*Exercise*
In the material below, take the part that opens with the line containing "For the benchmark, mark each instance of the black shoe" and closes with the line containing "(1062, 419)", and give it as a JSON list of strings, one string per line, with blank lines left out.

*Extracted material*
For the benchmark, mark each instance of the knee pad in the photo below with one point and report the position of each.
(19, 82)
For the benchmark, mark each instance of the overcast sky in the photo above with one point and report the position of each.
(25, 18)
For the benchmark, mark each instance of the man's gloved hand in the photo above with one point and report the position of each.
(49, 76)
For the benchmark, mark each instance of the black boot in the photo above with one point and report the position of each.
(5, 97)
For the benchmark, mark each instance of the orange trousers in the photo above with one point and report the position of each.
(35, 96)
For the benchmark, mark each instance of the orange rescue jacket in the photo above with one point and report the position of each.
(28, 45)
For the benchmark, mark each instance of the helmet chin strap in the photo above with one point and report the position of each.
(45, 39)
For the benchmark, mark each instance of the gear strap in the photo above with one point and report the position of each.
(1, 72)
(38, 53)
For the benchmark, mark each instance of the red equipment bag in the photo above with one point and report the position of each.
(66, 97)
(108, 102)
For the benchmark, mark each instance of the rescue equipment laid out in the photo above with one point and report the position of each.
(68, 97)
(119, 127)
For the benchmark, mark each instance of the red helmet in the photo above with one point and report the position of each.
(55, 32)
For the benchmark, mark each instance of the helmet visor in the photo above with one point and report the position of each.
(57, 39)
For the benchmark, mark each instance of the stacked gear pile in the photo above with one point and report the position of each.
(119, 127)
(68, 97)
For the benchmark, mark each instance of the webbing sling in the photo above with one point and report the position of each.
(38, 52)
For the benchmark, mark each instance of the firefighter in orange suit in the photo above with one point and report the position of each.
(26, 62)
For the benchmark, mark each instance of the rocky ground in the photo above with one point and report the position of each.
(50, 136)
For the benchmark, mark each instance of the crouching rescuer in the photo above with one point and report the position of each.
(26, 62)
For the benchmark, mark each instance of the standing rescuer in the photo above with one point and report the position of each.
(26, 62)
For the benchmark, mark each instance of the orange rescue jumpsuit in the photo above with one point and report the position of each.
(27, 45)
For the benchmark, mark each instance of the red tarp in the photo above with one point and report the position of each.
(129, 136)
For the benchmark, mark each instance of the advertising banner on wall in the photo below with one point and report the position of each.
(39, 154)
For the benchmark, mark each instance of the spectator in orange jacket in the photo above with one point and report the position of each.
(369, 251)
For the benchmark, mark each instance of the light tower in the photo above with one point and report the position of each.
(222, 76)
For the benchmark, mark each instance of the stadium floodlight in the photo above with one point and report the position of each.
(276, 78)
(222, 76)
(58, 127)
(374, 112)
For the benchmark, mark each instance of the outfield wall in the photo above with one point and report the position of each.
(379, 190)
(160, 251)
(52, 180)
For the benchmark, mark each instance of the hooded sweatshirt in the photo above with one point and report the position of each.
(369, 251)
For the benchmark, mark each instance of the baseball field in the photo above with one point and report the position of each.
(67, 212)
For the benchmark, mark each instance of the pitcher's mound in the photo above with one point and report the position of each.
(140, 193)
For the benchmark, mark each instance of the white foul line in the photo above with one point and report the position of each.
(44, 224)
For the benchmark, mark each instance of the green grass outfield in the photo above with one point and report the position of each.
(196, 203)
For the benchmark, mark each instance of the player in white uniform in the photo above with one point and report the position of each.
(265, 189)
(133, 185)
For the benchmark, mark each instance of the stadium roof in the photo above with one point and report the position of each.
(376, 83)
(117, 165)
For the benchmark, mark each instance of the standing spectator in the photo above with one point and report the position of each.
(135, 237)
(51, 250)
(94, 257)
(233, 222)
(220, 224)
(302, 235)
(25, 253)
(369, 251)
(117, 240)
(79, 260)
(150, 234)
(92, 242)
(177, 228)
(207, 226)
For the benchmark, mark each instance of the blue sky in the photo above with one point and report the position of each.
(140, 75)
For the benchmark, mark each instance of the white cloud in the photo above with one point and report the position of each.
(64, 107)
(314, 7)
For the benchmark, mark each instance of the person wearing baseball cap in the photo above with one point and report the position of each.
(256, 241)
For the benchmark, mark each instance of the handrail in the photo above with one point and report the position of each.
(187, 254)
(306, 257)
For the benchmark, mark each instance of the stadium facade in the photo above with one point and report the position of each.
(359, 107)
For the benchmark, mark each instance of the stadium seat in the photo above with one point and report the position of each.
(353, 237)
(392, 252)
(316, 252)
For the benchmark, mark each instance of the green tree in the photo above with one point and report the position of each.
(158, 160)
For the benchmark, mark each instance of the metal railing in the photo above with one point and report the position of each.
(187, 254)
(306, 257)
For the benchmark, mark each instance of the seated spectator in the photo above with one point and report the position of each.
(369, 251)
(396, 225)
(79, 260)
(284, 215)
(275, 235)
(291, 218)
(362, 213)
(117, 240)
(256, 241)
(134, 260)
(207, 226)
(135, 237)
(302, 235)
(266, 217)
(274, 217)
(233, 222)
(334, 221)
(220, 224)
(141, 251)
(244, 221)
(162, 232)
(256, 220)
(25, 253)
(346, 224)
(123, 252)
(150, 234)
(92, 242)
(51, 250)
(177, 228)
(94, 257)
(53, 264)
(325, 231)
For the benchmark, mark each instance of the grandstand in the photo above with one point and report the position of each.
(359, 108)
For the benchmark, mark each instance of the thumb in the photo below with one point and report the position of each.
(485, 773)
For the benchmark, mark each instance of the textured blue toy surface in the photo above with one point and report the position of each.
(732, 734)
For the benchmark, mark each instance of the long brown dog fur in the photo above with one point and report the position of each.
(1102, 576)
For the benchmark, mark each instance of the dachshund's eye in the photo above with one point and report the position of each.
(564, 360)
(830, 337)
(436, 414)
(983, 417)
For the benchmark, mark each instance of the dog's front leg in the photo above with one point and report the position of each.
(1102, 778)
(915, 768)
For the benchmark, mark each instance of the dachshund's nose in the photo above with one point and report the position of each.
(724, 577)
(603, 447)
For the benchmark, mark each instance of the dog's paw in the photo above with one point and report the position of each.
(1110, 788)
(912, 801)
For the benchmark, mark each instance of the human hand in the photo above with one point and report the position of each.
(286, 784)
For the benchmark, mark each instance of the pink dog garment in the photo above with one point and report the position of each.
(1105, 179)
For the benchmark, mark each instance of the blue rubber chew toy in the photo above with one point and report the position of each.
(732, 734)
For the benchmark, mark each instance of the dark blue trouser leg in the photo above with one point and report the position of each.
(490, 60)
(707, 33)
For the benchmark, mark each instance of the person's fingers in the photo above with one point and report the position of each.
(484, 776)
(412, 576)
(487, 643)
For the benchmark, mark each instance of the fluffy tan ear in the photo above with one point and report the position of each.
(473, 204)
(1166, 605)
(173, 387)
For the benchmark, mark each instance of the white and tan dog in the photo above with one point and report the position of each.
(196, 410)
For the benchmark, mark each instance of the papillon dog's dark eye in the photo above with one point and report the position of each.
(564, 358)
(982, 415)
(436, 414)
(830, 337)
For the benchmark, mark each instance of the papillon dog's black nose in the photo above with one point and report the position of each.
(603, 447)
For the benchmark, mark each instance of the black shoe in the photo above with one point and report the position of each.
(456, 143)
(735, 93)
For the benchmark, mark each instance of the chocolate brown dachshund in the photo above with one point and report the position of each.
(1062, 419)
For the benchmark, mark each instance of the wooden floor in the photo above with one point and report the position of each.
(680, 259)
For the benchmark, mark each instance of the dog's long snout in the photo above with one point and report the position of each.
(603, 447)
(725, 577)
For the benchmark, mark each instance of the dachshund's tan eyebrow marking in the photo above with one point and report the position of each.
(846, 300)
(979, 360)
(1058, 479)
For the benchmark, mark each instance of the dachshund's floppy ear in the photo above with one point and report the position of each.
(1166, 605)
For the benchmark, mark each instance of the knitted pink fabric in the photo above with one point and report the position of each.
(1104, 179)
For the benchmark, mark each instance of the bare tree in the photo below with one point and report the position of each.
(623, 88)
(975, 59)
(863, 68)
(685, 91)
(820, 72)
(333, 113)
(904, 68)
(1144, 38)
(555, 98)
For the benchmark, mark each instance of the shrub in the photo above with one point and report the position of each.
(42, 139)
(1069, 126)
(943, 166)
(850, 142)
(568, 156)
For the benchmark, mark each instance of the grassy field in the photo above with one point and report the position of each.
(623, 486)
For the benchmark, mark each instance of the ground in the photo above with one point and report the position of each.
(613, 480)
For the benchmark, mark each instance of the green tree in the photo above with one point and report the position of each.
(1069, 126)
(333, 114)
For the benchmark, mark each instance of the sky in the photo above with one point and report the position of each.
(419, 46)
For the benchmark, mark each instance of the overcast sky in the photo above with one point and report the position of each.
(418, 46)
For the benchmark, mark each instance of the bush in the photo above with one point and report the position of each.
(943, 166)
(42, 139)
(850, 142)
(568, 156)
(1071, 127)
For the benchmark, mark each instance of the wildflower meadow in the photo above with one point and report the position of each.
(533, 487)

*Correct response*
[
  "For the benchmark, mark each instance of the black shoe in the photo above with one point and report the position of each.",
  "(456, 143)",
  "(735, 93)",
  "For the benchmark, mark each instance of the chocolate brown dachshund in the photo above with one point and report the position of each.",
  "(1062, 419)"
]